▼
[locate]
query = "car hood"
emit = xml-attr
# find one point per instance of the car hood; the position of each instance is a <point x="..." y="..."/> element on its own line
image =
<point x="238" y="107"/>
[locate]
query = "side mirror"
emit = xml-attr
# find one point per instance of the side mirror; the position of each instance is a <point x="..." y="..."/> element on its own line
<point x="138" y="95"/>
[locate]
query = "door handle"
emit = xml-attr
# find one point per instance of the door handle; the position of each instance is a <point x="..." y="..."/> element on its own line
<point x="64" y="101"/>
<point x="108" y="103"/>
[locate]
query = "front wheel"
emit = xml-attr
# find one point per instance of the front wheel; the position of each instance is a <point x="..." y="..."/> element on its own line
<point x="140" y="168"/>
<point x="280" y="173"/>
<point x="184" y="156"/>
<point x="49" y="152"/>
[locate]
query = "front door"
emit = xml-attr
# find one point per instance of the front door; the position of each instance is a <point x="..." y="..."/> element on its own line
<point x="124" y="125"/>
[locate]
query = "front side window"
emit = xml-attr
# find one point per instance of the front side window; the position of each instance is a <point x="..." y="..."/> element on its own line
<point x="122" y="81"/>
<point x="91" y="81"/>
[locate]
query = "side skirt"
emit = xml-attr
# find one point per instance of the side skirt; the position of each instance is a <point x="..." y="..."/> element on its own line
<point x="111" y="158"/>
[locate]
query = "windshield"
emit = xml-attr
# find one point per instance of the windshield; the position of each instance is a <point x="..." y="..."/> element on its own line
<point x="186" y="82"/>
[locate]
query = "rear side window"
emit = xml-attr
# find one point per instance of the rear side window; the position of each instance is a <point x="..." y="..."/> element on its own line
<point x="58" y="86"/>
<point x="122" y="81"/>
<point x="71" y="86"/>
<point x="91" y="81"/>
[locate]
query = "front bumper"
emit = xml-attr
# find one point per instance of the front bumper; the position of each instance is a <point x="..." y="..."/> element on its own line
▲
* [What you have to do] Reply with every line of the listing that has the string "query".

* [Completed exercise]
query = "car hood"
query = "side mirror"
query = "door handle"
query = "front wheel"
query = "front door"
query = "front side window"
query = "side skirt"
query = "windshield"
query = "rear side window"
query = "front bumper"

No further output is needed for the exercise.